** Start Data shown **

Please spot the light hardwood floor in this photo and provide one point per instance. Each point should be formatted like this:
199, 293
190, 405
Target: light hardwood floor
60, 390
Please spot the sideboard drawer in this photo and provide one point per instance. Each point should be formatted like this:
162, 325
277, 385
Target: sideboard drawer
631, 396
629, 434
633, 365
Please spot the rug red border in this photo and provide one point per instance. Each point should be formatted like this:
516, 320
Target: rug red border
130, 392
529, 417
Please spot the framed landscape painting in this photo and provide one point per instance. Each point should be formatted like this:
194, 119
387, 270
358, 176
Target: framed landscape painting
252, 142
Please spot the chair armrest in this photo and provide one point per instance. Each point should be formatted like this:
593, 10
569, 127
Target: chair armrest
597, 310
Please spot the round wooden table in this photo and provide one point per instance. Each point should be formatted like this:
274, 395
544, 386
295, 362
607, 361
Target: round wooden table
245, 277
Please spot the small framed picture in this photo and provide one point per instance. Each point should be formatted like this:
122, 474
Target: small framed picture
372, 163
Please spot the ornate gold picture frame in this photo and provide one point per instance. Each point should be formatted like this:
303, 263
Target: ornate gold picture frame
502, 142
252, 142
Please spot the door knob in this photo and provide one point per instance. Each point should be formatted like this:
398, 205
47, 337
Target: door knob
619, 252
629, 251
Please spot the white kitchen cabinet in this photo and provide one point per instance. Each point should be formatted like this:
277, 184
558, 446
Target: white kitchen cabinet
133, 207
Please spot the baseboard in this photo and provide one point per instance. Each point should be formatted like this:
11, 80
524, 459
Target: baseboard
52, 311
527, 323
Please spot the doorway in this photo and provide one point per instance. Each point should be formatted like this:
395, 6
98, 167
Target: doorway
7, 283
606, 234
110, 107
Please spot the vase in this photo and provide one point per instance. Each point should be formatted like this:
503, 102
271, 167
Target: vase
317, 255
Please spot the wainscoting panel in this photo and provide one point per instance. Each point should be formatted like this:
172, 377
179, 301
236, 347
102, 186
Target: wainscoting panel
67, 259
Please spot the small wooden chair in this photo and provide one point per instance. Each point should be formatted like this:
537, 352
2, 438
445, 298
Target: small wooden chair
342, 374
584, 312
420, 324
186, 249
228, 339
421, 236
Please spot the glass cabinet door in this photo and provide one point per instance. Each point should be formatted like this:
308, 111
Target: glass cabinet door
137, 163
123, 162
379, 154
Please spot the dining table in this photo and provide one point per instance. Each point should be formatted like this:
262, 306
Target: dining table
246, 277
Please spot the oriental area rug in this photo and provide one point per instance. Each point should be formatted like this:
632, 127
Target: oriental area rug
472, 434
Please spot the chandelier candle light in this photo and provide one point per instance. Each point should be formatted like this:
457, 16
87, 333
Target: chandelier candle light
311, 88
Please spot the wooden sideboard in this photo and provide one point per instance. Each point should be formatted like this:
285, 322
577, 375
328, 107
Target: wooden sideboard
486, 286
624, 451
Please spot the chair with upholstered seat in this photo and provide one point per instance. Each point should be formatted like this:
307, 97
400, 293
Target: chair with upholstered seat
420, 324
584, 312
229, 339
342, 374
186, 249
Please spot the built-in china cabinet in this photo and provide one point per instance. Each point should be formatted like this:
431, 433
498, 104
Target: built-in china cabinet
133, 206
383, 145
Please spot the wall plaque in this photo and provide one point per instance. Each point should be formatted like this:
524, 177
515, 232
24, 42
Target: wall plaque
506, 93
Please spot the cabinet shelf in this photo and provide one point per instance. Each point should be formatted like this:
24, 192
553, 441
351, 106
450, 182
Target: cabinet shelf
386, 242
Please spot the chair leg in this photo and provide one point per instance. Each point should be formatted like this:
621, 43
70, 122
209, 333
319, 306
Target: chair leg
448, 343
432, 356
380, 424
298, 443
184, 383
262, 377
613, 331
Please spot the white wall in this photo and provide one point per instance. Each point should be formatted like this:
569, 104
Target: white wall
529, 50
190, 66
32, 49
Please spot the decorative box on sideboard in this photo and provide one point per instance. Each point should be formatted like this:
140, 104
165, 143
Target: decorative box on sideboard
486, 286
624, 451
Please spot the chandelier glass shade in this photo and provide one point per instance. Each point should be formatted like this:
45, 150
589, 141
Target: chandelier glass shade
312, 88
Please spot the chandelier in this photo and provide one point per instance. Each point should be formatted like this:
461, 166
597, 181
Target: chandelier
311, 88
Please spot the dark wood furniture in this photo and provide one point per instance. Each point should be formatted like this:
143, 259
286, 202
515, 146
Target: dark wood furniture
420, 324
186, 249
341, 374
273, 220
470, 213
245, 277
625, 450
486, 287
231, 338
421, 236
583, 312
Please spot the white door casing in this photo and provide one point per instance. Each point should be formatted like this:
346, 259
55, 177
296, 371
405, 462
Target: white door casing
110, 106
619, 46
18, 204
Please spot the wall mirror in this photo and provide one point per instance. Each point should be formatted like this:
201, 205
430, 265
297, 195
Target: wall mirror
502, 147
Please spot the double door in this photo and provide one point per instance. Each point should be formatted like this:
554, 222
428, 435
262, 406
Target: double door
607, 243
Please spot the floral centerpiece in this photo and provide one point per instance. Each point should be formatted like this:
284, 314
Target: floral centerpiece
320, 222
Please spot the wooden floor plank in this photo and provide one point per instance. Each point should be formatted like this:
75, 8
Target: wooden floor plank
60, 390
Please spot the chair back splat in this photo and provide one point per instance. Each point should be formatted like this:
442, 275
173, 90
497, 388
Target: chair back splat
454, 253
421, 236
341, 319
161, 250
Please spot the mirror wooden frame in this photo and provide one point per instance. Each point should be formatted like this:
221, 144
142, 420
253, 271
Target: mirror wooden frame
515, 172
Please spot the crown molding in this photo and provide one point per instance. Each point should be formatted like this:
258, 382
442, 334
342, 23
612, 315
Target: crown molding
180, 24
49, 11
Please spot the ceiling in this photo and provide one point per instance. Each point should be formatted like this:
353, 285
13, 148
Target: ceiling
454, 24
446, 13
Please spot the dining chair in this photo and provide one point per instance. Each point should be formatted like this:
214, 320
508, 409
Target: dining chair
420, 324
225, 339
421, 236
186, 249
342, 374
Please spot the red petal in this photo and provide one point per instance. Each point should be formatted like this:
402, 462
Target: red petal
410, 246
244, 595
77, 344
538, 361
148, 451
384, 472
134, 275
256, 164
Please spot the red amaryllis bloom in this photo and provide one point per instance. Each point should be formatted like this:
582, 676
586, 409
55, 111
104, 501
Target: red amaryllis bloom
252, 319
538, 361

** End Data shown **

Given request
Please copy out each record, character for character.

Task response
Please spot the light hardwood floor in this photo and provide one point per instance. Each point should be formatted like this:
199, 293
190, 405
Target: light hardwood floor
60, 390
Please spot the sideboard drawer in this photo and provide one point per instance. Each point should be formatted like this:
162, 325
277, 385
Target: sideboard drawer
631, 396
629, 434
633, 365
Please spot the rug red border in this photo and provide one point per instance. Each point should be formatted like this:
516, 320
Target: rug red border
130, 392
529, 417
Please spot the framed landscape painting in this photo and provide one point per instance. Each point should be formatted like this:
194, 119
387, 270
358, 176
Target: framed landscape painting
252, 142
Please spot the chair armrest in this photo and provide one point per instance. Each point should be formatted like this:
593, 10
569, 127
Target: chair armrest
597, 310
Please spot the round wooden table in this photo and provide one point per instance. Each point should be formatted like this:
274, 395
544, 386
295, 362
607, 361
Target: round wooden table
245, 277
Please spot the small framed picture in this photo and provide one point per instance. Each point should be formatted like this:
122, 474
Target: small framed picture
372, 163
Please spot the ornate gold picture frame in this photo and provide one point per instance. Each point should be formatted like this:
303, 263
Target: ornate gold picture frame
502, 142
252, 142
Please spot the door knob in this photo and provide one point per instance. Each point should be formatted like this:
398, 205
47, 337
Target: door knob
619, 252
629, 251
Please spot the white kitchen cabinet in this photo and provide one point per instance. Each point should be formatted like this:
277, 184
558, 446
Target: white kitchen cabinet
133, 207
Please spot the baseboard in this photo and provide one point per instance. Each point should be formatted like this:
11, 80
524, 459
Target: baseboard
52, 311
527, 323
Please spot the doorway in this photo and provide one point per instance. Each point should be formatted like this:
395, 6
98, 167
Target: doorway
7, 283
606, 234
110, 107
Please spot the vase in this photo and provide one point per instance. Each point should be formatted like this:
503, 102
271, 167
Target: vase
317, 255
Please spot the wainscoting panel in this photo and provide one point per instance. Each point should be formatted like this:
172, 377
179, 301
236, 347
102, 186
Target: wainscoting panel
67, 259
Please spot the small wooden chair in this photo and provide one point per instance. Each point should be formatted like this:
537, 352
2, 438
445, 298
Target: small wooden chair
342, 374
584, 312
420, 324
186, 249
228, 339
421, 236
Please spot the glass cabinet door in this photo and provide one point per instance. Each point should be formatted like this:
308, 111
Target: glass cabinet door
137, 163
123, 162
379, 154
Please spot the dining table in this photo and provide one point per instance. Each point should be formatted like this:
262, 306
Target: dining table
246, 277
Please spot the oriental area rug in this photo and provide one point per instance. Each point should be formatted like this:
632, 127
Target: oriental area rug
472, 434
Please spot the chandelier candle light in this photo and provide one point per instance. Each point should be formatted like this:
457, 16
87, 333
Target: chandelier candle light
311, 88
Please spot the wooden sideboard in this photo and provide one point per instance. Each point should be formatted like this:
285, 322
577, 375
328, 107
Target: wooden sideboard
486, 286
624, 451
Please spot the chair with upholstered seat in this photo and provide one point per instance. Each point should be formatted like this:
307, 97
400, 293
Target: chair with upholstered seat
420, 324
584, 312
229, 339
342, 374
186, 249
Please spot the built-in china cabinet in this photo and provide one point per instance. Each point should be formatted like this:
431, 433
498, 104
Target: built-in china cabinet
133, 206
383, 145
Please spot the wall plaque in this photo and provide one point per instance. Each point should be formatted like this:
524, 177
515, 232
24, 42
Target: wall plaque
506, 93
Please spot the cabinet shelf in this photo and provide one point per instance. Each point should be formatted like this:
24, 192
553, 441
351, 106
450, 182
Target: cabinet shelf
386, 242
Please spot the chair leg in this photo and provide one point per instance. Each point should be formatted like this:
621, 43
70, 122
209, 333
319, 306
Target: chair leg
448, 343
432, 356
380, 424
298, 443
184, 383
262, 377
613, 331
Please spot the white wall in this photo and provide one point per instance. Each point should be formatted like this:
569, 104
Target: white wall
529, 50
190, 66
32, 49
Please spot the decorative box on sideboard in this photo and provide one point per instance. Each point should be formatted like this:
140, 104
165, 143
Target: decorative box on sideboard
486, 286
624, 451
Please spot the chandelier glass shade in this photo and provide one point per instance. Each point should be formatted like this:
45, 150
589, 141
Target: chandelier glass shade
312, 88
Please spot the chandelier in this photo and provide one point per instance. Each point should be formatted like this:
461, 166
597, 181
Target: chandelier
311, 88
Please spot the dark wood furniture in this photo and provide one point per instance. Each point should be formatted like this:
143, 259
286, 202
515, 146
Target: dark wood furniture
420, 324
186, 249
341, 374
273, 220
470, 213
245, 277
625, 450
486, 287
231, 338
421, 236
583, 312
Please spot the white door casing in this photo and provide one point per instance. Each point should be formatted like this:
346, 259
55, 177
296, 371
405, 462
Target: white door casing
110, 106
619, 46
18, 204
Please spot the wall mirror in this photo and provide one point per instance. Each point should be formatted like this:
201, 205
430, 265
297, 195
Target: wall mirror
502, 147
Please spot the double door in this photo and provide one point per instance. Each point should be formatted like this:
554, 222
428, 435
262, 406
Target: double door
607, 243
Please spot the floral centerpiece in this photo and provide one point per instance. Each point should be formatted like this:
284, 314
Target: floral centerpiece
320, 222
Please spot the wooden floor plank in this photo and provide one point per instance. Each point should be formatted like this:
75, 8
Target: wooden floor plank
60, 390
Please spot the chair back splat in this photo and provide one point per instance. Each point should be formatted like this:
442, 275
173, 90
497, 388
Target: chair back splat
454, 253
421, 236
341, 319
161, 250
Please spot the mirror wooden frame in this photo and provide one point per instance. Each point should be formatted like this:
221, 144
142, 420
253, 271
Target: mirror wooden frame
515, 172
Please spot the crown molding in this photo and provide one point per instance. Each point should be formatted like this:
258, 382
442, 334
342, 23
612, 315
Target: crown molding
180, 24
49, 11
Please spot the ceiling in this photo and provide one point per instance. Each point should be formatted like this:
353, 285
13, 148
Target: ceiling
454, 24
446, 13
Please spot the dining chair in this photo and provide one point per instance. Each point should be formatted like this:
214, 320
508, 409
Target: dining chair
420, 324
225, 339
421, 236
186, 249
342, 374
Please spot the red petal in this photo and provide one point per instance. Each point should be formatted like this:
402, 462
Target: red petal
410, 246
244, 595
77, 344
538, 361
148, 451
384, 472
134, 275
256, 164
Please spot the red amaryllis bloom in this photo and provide one point per instance. Each point should be formatted like this:
582, 676
586, 409
55, 111
104, 501
Target: red amaryllis bloom
252, 319
538, 361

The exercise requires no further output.